EXTRAIT CHOISI:
Rapport de M. André Python (MCG)

Débat

Le président. Nous abordons maintenant la M 2374-A-I en catégorie II, trente minutes. Le rapport est de M. André Python, à qui je passerai la parole dès qu'il sera installé ! (Un instant s'écoule.) C'est à vous, Monsieur.

M. André Python (MCG), rapporteur. Merci, Monsieur le président. Cette proposition de motion a été déposée en raison de l'engouement des jeunes pour les sorties du jeudi soir - un phénomène connu sous le nom de «jeudredi» - en plus du vendredi. Nous savons tous que de plus en plus de jeunes adultes renoncent à acheter une voiture, car c'est très coûteux et cela encombre les routes. L'obtention du permis de conduire est du reste souvent hors de portée de leur bourse. Le Noctambus, écologique et peu cher, est donc un moyen de rentrer chez soi en toute sécurité. L'Association des communes genevoises ne soutient pas cette motion pour des raisons financières, mais la sécurité de notre jeunesse n'est-elle pas primordiale ? Pour ces motifs, Mesdames et Messieurs les députés, je vous prie de réserver un bon accueil à cette motion en la votant. Je vous remercie.

VOTRE OBJECTIF: Recopiez mot pour mot, s'il vous plaît, le passage de l'extrait du débat qui commence par «M. André Python (MCG), rapporteur.» et se poursuit jusqu'à «Je vous remercie.». Les données qui suivent sont sans rapport avec l'extrait du débat.

DONNÉES FOURNIES:
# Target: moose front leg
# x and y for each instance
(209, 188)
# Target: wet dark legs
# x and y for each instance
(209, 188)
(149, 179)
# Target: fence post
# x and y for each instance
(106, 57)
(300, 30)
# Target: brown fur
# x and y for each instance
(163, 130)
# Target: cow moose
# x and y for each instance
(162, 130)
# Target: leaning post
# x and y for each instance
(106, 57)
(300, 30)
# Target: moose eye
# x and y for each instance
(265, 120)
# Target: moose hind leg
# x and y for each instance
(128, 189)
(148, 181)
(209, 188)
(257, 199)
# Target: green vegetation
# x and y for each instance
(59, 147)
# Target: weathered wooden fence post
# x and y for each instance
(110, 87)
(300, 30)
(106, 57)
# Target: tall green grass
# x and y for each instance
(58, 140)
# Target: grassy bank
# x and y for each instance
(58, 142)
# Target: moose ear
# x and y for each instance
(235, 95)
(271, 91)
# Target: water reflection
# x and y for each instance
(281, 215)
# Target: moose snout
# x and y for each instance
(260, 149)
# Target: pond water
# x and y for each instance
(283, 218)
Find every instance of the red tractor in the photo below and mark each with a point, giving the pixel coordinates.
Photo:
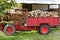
(42, 24)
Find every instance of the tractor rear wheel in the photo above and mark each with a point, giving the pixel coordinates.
(44, 29)
(9, 29)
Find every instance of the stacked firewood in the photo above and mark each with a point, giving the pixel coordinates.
(38, 13)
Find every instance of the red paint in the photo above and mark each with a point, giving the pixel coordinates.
(37, 21)
(9, 30)
(44, 30)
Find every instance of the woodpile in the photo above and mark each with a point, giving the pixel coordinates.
(17, 17)
(38, 13)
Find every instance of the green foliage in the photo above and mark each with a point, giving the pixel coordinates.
(6, 4)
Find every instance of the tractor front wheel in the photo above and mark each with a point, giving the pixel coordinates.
(9, 29)
(44, 29)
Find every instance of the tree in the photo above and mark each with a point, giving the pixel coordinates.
(6, 4)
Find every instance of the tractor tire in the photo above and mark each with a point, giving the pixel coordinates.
(9, 29)
(44, 29)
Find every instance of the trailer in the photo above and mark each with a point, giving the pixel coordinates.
(42, 24)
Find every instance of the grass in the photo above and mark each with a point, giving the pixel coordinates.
(32, 35)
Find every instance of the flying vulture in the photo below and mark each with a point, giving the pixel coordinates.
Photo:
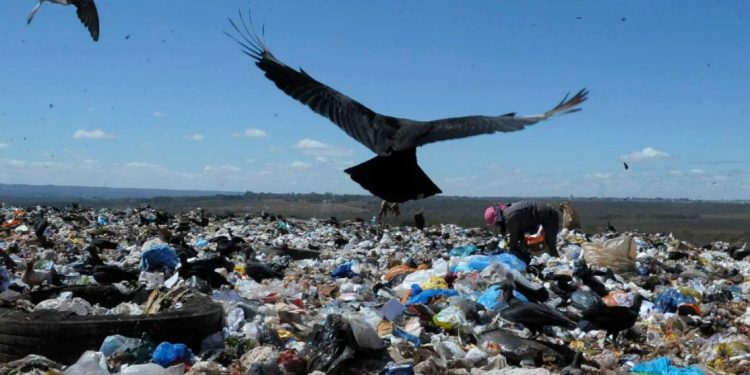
(86, 10)
(392, 175)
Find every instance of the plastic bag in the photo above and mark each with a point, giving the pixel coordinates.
(347, 270)
(535, 239)
(418, 295)
(4, 279)
(159, 256)
(586, 301)
(153, 369)
(463, 251)
(663, 366)
(435, 282)
(491, 300)
(394, 369)
(671, 299)
(449, 317)
(364, 334)
(397, 270)
(617, 253)
(90, 363)
(167, 354)
(480, 262)
(66, 302)
(400, 333)
(116, 344)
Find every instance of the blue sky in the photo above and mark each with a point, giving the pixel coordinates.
(176, 105)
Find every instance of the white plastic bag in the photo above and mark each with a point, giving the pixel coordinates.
(617, 253)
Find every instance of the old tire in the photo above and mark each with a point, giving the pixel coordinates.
(64, 338)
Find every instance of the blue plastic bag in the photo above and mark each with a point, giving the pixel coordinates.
(670, 299)
(400, 333)
(344, 270)
(160, 256)
(490, 299)
(463, 251)
(512, 261)
(4, 279)
(423, 296)
(394, 369)
(167, 354)
(480, 262)
(663, 366)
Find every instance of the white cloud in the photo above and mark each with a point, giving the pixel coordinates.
(195, 137)
(310, 144)
(221, 168)
(646, 154)
(312, 147)
(599, 175)
(299, 164)
(139, 164)
(254, 133)
(15, 163)
(92, 134)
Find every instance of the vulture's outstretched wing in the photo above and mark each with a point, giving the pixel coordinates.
(461, 127)
(351, 116)
(88, 15)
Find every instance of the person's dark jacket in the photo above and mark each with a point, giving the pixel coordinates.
(525, 216)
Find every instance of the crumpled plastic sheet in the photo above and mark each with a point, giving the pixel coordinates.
(663, 366)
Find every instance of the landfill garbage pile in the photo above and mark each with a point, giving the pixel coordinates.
(273, 295)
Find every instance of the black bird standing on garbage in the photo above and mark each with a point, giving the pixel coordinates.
(419, 220)
(393, 174)
(205, 269)
(534, 316)
(104, 273)
(614, 319)
(7, 261)
(86, 10)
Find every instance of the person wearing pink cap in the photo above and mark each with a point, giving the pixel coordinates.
(517, 219)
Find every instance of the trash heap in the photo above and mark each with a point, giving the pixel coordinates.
(266, 294)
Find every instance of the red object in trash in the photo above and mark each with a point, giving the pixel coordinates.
(535, 239)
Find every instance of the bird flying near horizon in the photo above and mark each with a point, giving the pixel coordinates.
(86, 10)
(392, 175)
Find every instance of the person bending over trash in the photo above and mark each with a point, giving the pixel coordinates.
(517, 219)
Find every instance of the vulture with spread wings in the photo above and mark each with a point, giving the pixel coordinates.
(86, 10)
(393, 175)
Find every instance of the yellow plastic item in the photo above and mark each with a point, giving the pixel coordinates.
(285, 335)
(239, 268)
(435, 282)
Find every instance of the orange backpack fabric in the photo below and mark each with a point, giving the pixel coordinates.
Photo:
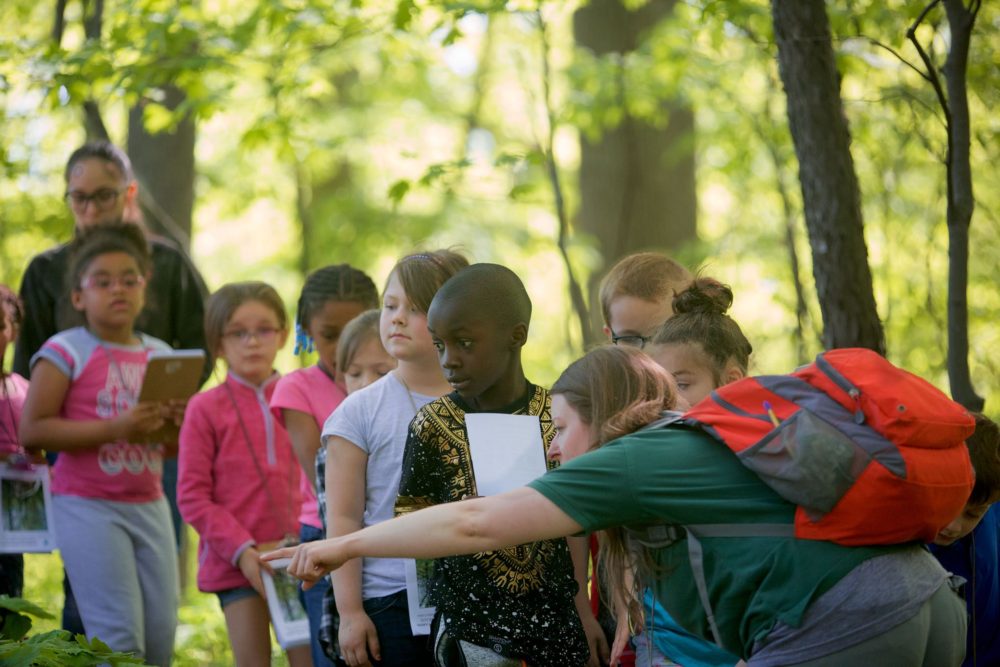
(870, 453)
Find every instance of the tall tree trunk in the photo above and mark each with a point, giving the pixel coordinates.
(830, 193)
(954, 102)
(164, 166)
(637, 182)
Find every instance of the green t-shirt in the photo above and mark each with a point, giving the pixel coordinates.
(680, 476)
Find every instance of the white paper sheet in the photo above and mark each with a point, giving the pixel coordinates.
(25, 510)
(288, 616)
(418, 580)
(507, 451)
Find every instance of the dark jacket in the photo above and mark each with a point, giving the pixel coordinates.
(174, 310)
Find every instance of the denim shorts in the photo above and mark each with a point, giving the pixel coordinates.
(233, 594)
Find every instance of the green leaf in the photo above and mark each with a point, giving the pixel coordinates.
(15, 626)
(156, 118)
(398, 190)
(404, 14)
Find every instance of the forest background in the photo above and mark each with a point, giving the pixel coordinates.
(272, 137)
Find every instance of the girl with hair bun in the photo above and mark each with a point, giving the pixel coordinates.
(701, 346)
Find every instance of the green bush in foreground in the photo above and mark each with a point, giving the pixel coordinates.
(56, 647)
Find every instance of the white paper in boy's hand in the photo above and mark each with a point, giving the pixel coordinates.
(507, 451)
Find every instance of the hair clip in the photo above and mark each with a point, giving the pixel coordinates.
(303, 343)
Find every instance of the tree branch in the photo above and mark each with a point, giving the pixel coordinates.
(897, 54)
(59, 22)
(575, 291)
(931, 74)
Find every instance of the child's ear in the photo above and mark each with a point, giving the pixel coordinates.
(76, 298)
(732, 372)
(519, 335)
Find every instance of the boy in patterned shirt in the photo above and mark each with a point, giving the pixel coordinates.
(520, 603)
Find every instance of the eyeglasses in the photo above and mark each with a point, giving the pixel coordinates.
(102, 199)
(630, 340)
(264, 335)
(104, 282)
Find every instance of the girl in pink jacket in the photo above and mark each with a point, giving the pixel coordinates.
(238, 479)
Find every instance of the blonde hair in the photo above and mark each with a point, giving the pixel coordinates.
(422, 273)
(617, 390)
(644, 275)
(224, 302)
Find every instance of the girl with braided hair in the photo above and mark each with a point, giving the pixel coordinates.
(331, 297)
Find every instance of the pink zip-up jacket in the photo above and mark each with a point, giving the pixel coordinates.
(219, 489)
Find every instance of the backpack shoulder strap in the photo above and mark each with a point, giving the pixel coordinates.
(666, 418)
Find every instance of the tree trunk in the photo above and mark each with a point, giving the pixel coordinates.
(164, 167)
(830, 193)
(637, 182)
(960, 202)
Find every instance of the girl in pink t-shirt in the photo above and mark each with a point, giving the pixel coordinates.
(14, 389)
(112, 523)
(238, 482)
(331, 297)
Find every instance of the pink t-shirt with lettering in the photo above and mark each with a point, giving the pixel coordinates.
(105, 380)
(309, 390)
(14, 389)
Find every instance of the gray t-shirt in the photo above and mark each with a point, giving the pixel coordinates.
(376, 419)
(874, 597)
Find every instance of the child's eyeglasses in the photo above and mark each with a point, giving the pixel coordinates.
(630, 340)
(128, 281)
(102, 199)
(264, 335)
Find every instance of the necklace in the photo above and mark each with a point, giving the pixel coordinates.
(8, 436)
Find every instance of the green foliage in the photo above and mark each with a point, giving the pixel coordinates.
(55, 647)
(395, 124)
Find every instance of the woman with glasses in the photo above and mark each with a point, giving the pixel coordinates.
(101, 189)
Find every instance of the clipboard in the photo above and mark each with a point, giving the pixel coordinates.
(172, 375)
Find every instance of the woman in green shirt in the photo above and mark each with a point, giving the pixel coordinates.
(773, 600)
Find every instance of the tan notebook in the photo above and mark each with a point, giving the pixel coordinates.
(171, 375)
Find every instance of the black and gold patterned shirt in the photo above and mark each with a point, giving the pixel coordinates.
(517, 601)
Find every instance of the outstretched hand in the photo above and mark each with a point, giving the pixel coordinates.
(311, 561)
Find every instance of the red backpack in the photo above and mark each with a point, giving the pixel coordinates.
(870, 453)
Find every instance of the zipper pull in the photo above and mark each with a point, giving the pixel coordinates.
(859, 415)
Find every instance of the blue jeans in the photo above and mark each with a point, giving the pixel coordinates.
(312, 600)
(400, 648)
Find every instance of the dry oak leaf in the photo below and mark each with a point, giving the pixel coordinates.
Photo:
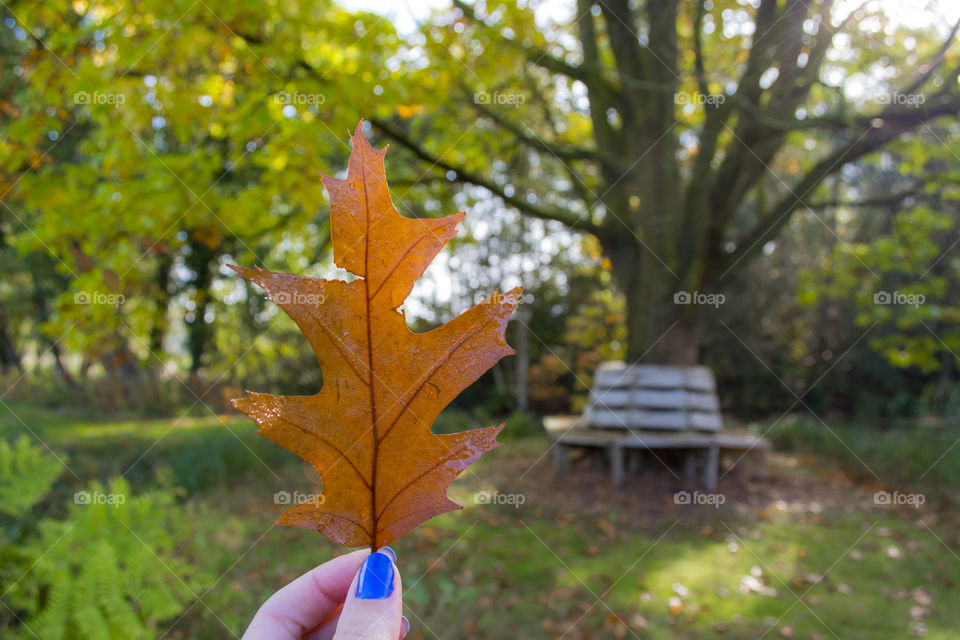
(368, 430)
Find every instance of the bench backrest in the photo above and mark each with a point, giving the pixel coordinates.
(655, 397)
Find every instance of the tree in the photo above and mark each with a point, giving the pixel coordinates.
(674, 165)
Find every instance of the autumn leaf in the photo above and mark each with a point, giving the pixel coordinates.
(367, 432)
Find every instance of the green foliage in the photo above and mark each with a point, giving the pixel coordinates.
(908, 290)
(26, 475)
(914, 455)
(117, 566)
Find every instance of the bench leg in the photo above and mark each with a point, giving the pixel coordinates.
(633, 459)
(616, 464)
(689, 466)
(561, 458)
(711, 468)
(759, 467)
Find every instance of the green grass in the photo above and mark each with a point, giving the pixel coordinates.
(496, 571)
(923, 457)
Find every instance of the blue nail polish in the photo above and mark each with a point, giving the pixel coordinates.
(376, 577)
(390, 552)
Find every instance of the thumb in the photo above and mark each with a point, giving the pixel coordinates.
(373, 608)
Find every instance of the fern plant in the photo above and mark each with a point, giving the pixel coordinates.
(113, 568)
(26, 475)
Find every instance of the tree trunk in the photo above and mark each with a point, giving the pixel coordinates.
(9, 356)
(664, 323)
(200, 260)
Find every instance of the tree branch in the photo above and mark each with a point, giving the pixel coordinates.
(569, 218)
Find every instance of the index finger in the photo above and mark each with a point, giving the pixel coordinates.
(307, 601)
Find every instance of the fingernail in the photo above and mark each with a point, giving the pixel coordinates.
(390, 552)
(376, 577)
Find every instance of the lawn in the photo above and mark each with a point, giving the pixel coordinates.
(804, 554)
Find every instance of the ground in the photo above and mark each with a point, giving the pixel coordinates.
(804, 553)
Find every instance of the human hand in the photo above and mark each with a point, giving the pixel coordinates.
(353, 597)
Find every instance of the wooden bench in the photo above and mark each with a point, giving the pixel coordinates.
(650, 407)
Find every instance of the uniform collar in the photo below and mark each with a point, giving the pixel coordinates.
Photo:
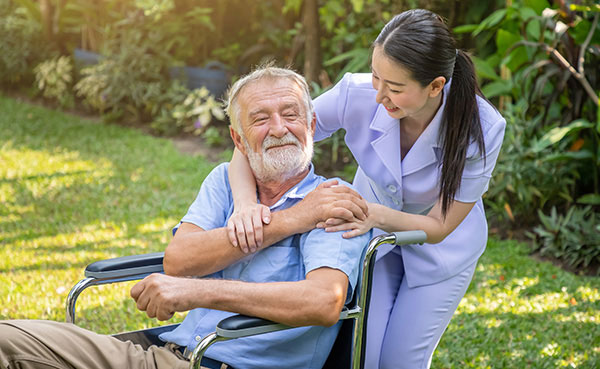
(423, 151)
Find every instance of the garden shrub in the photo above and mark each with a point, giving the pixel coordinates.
(573, 237)
(21, 45)
(54, 78)
(185, 110)
(525, 178)
(131, 76)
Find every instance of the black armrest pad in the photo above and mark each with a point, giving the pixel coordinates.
(126, 266)
(242, 326)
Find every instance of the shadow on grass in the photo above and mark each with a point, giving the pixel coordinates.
(135, 180)
(509, 340)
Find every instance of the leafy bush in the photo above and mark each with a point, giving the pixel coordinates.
(54, 78)
(190, 111)
(21, 46)
(529, 176)
(129, 78)
(573, 237)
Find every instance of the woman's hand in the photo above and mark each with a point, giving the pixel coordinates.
(355, 228)
(245, 227)
(333, 201)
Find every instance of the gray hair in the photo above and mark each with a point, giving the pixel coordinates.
(268, 71)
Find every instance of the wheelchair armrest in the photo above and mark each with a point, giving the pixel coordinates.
(126, 266)
(122, 269)
(237, 326)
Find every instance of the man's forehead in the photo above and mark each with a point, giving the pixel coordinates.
(284, 90)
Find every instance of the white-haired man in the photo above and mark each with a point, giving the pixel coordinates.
(303, 280)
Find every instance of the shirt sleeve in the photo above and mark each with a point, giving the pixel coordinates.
(329, 108)
(478, 170)
(322, 249)
(213, 204)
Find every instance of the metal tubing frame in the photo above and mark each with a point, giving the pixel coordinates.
(89, 282)
(202, 346)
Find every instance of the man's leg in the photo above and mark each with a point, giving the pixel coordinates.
(28, 344)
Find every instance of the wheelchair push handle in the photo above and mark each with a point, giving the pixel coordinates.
(409, 237)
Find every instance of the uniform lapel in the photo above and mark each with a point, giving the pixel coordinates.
(423, 151)
(387, 146)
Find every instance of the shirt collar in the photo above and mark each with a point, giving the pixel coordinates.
(300, 190)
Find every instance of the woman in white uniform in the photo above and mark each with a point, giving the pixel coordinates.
(426, 142)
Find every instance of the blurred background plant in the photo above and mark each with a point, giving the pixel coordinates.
(537, 60)
(54, 78)
(21, 45)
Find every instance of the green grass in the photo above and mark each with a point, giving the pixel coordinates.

RÉPONSE RÉDIGÉE:
M. André Python (MCG), rapporteur. Merci, Monsieur le président. Cette proposition de motion a été déposée en raison de l'engouement des jeunes pour les sorties du jeudi soir - un phénomène connu sous le nom de «jeudredi» - en plus du vendredi. Nous savons tous que de plus en plus de jeunes adultes renoncent à acheter une voiture, car c'est très coûteux et cela encombre les routes. L'obtention du permis de conduire est du reste souvent hors de portée de leur bourse. Le Noctambus, écologique et peu cher, est donc un moyen de rentrer chez soi en toute sécurité. L'Association des communes genevoises ne soutient pas cette motion pour des raisons financières, mais la sécurité de notre jeunesse n'est-elle pas primordiale ? Pour ces motifs, Mesdames et Messieurs les députés, je vous prie de réserver un bon accueil à cette motion en la votant. Je vous remercie.